• [Work to be completed]: Reproduce the lines that follow, substituting "one per line" for every occurrence of "one to a line" and changing nothing else. Omit the pictures from your response.

• [Supplied data]:
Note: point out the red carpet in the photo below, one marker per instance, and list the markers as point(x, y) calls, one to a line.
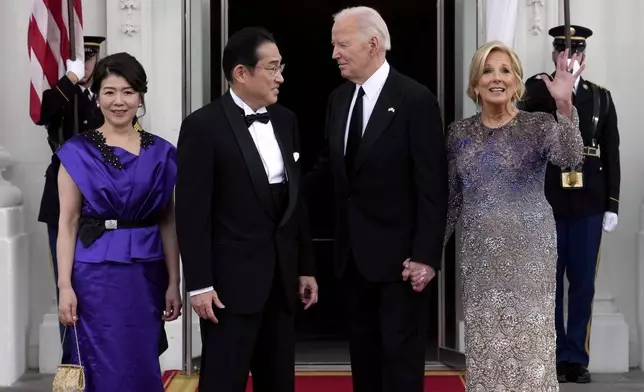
point(436, 381)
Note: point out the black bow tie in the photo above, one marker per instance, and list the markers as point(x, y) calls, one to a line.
point(261, 117)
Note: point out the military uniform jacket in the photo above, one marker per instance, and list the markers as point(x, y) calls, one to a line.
point(57, 115)
point(601, 174)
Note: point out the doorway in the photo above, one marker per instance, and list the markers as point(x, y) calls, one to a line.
point(302, 30)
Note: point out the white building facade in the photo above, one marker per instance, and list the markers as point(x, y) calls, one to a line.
point(153, 31)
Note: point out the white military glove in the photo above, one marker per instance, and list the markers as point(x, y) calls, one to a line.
point(610, 221)
point(77, 67)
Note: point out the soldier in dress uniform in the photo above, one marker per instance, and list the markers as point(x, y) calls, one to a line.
point(584, 200)
point(57, 115)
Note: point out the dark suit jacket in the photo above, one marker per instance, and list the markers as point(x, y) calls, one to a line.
point(395, 204)
point(601, 175)
point(229, 235)
point(57, 115)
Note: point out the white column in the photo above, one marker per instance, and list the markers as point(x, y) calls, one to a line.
point(531, 41)
point(614, 337)
point(49, 348)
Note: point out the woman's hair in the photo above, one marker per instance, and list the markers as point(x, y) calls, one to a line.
point(125, 66)
point(477, 67)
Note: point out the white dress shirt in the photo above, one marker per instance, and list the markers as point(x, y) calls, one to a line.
point(372, 88)
point(269, 151)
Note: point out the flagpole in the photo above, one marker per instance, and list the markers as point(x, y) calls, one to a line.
point(72, 55)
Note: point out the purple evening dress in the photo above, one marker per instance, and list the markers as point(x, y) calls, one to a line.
point(120, 279)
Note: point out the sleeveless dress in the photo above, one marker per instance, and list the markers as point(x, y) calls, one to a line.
point(120, 278)
point(507, 245)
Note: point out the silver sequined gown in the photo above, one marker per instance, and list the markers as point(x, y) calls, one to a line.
point(507, 245)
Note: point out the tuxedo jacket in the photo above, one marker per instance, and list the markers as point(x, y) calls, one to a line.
point(228, 232)
point(601, 173)
point(394, 205)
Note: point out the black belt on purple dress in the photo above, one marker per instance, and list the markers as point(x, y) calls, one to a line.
point(90, 229)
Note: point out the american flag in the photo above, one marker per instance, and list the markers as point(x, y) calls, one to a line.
point(48, 40)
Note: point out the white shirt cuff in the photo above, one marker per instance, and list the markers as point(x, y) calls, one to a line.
point(201, 291)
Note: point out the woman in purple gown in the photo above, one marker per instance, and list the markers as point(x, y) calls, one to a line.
point(117, 250)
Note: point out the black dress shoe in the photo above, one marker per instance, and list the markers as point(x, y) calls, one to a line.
point(562, 372)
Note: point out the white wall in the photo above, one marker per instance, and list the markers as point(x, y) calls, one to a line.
point(614, 60)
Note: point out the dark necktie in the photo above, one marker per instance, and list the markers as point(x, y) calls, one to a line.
point(355, 133)
point(261, 117)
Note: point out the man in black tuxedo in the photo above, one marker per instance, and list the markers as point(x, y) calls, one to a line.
point(385, 149)
point(244, 241)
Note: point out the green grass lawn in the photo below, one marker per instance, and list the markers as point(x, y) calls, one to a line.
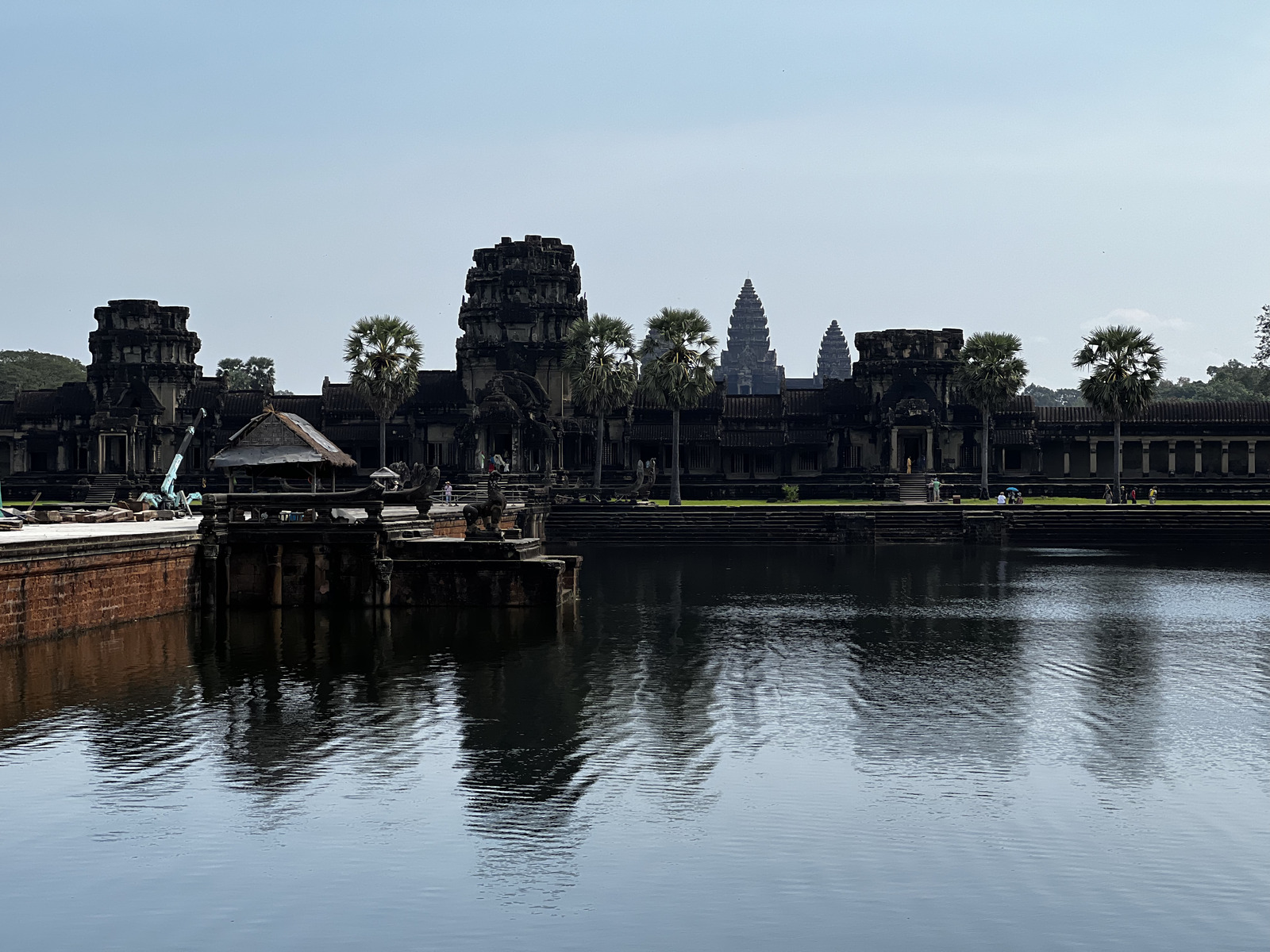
point(1032, 501)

• [Task result]:
Note: point out the red carpet in the photo below, one marker per instance, and list the markers as point(x, y) calls, one per line.
point(436, 381)
Note: point out the black bow tie in the photo above, one marker per instance, and list the markers as point(x, y) calls, one per line.
point(261, 117)
Note: point out the military uniform jacket in the photo above, one marker per instance, and list the markers as point(x, y) calls, one per line.
point(57, 115)
point(601, 174)
Note: point out the doorway in the photo above, one marker per instance, and list the markers as point(x, y) calls, one per line.
point(302, 30)
Note: point out the white building facade in the photo above, one marker per instance, and list the markers as point(x, y) calls, one per line.
point(153, 31)
Note: point out the white military glove in the photo above, one marker per instance, and list the markers as point(x, y) calls, one per line.
point(610, 221)
point(77, 67)
Note: point out the soldier in dress uniform in the photo above, one marker per instance, and list the markers as point(x, y) calls, one per line.
point(584, 200)
point(57, 115)
Note: point out the dark suit jacket in the photo above, one marker per instance, and list the markers as point(x, y) calls, one per line.
point(395, 204)
point(601, 175)
point(229, 235)
point(57, 115)
Note: point out the white column in the photo above, one marker per instance, and list the markers as point(x, y) calls, one per line.
point(531, 41)
point(614, 337)
point(49, 348)
Note: point out the woman's hair in the photo above, one marker per instance, and list the markers as point(x, y) calls, one per line.
point(125, 66)
point(477, 67)
Note: point out the white dress shirt in the photo above, one marker per instance, and list the markers as point(x, y) calls, one per line.
point(372, 88)
point(269, 151)
Note: point out the flagpole in the photo above, one marker per instance, and list the markers as point(x, y) calls, one per line.
point(72, 55)
Note: point out the purple evening dress in the photo above, one marker per instance, and list the markers as point(x, y) calls, one per line.
point(120, 279)
Note: point out the sleeveless dress in the photo above, one marker per instance, and list the markers as point(x, y) calls, one per line.
point(120, 278)
point(507, 245)
Note: point out the silver sequined gown in the photo above, one marker per instance, and list the markers as point(x, y) calls, one per line.
point(507, 245)
Note: point out the tuxedo jacket in the photo above, one marker per instance, and list the markers as point(x, y) calls, one per line.
point(228, 232)
point(601, 173)
point(394, 205)
Note: point out the black belt on purple dress in the photo above, one marker per instance, and list the markers as point(x, y) calls, one per line.
point(90, 229)
Note: point out the american flag in the photo above, one marker per instance, and list the markers as point(x, y) calls, one per line.
point(48, 40)
Note: point out the white shirt cuff in the photo above, one marker per instance, and list the markers as point(x, y) calls, one per line.
point(201, 291)
Note: point out the woman in purple gown in the photo above, one marker per instance, and list the markers as point(x, y) calls, one per line.
point(117, 250)
Note: point out the black dress shoe in the photo above, one marker per instance, and list the markers as point(x, y) calls, one per line.
point(562, 372)
Note: point out the white wall in the photo above, one marker per instance, and list the markers as point(x, y) calls, one per line.
point(614, 60)
Note: point out the dark necktie in the photo above, one marker per instance, and list the markers as point(x, y) calls, one per line.
point(355, 133)
point(261, 117)
Note: point out the man in black tuxedo in the photo above, one marker per instance, and list the markers as point(x, y) calls, one per line.
point(385, 149)
point(244, 241)
Note: point out the green grass lawn in the photo below, one marker per instance, and list the markers as point(x, y) calls, one per line.
point(1032, 501)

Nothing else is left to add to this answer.